To convert eigenvectors to loadings, multiply by the square root of the corresponding eigenvalue

# Just the first two factors
(lambda <- 
    sweep(eigen_r$vectors[, 1:2], MARGIN = 2,
          STATS = sqrt(eigen_r$values[1:2]), FUN = "*"))

           [,1]          [,2]
[1,] -0.6363502 -1.763834e-01
[2,] -0.6766130  1.384691e-17
[3,] -0.6766130 -3.461728e-17
[4,] -0.6363502  1.763834e-01

# Recompute communalities
rowSums(lambda^2)

[1] 0.4360527 0.4578052 0.4578052 0.4360527

# Then repeat the process

In initial factor extraction, \(\boldsymbol{\Psi}\) is an identity matrix, meaning that the factors are uncorrelated.

Number of Factors

We can extract as many as \(p\) factors, where \(p\) is the number of items, but this is not very useful

Each factor just explain one item

Sometimes there are nuisance factors based on wording similarities, and we usually don’t want to extract those

Some methods for determining number of factors

K1 rule (not recommended)
Scree plot (subjective)
- See Figure 12.4 and discussion in text
Parallel analysis (recommended)
The Hull method (recommended)
- Generalization of scree test; see text and the EFAtools R package

K1 Rule

If there is no common factor, items are uncorrelated, and all eigenvalues will be close to 1

So historically, researchers used number of eigenvalues > 1 as the number of factors

This is not recommended any more, but still the default in some software (e.g., SPSS)

Parallel Analysis

Improve K1 by taking into account the random noise in sample eigenvalues

Generate random data sets when there are no factors (i.e., items are uncorrelated)
- Need to know the sample size (\(N\))
For each data set, obtain eigenvalues based on full or reduced correlation matrix ¹
Retain factors when the \(k\)th sample eigenvalue is larger than the average (or 95%) of the \(k\)th sample eigenvalues from the random data

E.g., eigenvalues for a random data set

# Example with one simulated data
set.seed(1314)
num_var <- 4
num_obs <- 100
random_r <- cor(
    matrix(rnorm(num_var * num_obs), nrow = 100, ncol = 4)
)
# Eigenvalues
eigen(random_r)$values

[1] 1.1962797 1.1648113 0.8617416 0.7771674

Remarks on Factor Extraction

Statistical criterion is only suggestive; interpretability and theoretical relevance is also important.
One should routinely examine multiple criteria, such as with parallel analysis AND the psych::nfactors() function.
Other considerations: loading pattern, correlation residual (model fit).

# INFORMATION PROVIDED
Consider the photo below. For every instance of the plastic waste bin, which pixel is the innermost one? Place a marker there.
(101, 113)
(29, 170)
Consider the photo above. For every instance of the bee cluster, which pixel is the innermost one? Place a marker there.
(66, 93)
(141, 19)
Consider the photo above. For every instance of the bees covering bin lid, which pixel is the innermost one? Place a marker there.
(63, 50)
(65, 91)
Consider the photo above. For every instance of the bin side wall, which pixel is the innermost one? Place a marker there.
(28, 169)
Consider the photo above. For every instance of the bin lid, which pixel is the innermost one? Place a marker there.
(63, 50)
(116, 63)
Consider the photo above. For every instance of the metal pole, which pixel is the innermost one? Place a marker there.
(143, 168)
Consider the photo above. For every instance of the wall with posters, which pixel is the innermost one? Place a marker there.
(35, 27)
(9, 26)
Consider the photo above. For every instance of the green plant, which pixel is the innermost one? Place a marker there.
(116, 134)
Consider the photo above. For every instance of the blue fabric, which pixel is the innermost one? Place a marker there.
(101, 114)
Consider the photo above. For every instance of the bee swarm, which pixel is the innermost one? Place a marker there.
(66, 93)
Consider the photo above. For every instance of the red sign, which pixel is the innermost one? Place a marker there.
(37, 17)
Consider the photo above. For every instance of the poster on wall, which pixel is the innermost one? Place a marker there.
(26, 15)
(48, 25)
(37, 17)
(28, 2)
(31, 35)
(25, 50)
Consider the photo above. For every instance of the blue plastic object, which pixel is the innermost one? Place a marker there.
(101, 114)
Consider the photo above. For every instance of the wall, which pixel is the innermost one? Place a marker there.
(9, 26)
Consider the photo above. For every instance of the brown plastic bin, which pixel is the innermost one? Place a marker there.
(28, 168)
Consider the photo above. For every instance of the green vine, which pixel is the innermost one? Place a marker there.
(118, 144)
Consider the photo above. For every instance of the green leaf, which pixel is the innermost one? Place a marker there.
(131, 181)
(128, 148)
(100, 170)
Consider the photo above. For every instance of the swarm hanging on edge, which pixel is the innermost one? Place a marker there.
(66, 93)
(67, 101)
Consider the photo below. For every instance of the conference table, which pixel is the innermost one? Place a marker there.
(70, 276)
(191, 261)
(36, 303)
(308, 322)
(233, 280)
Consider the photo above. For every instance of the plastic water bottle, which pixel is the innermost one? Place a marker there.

# TASK LIST
(1) In the factor analysis notes, which software is named as still using the K1 rule by default?
(2) Render the listing, from the line that contains "Consider the photo above. For every instance of the swarm" through the end of the listing, as a Markdown table with the columns Row and Line, numbering each line and omitting blank lines.
The listing and the factor analysis notes come from unrelated sources.

# EXERCISE RESULTS
(1) SPSS

(2)
| Row | Line |
|---|---|
| 1 | Consider the photo above. For every instance of the swarm hanging on edge, which pixel is the innermost one? Place a marker there. |
| 2 | (66, 93) |
| 3 | (67, 101) |
| 4 | Consider the photo below. For every instance of the conference table, which pixel is the innermost one? Place a marker there. |
| 5 | (70, 276) |
| 6 | (191, 261) |
| 7 | (36, 303) |
| 8 | (308, 322) |
| 9 | (233, 280) |
| 10 | Consider the photo above. For every instance of the plastic water bottle, which pixel is the innermost one? Place a marker there. |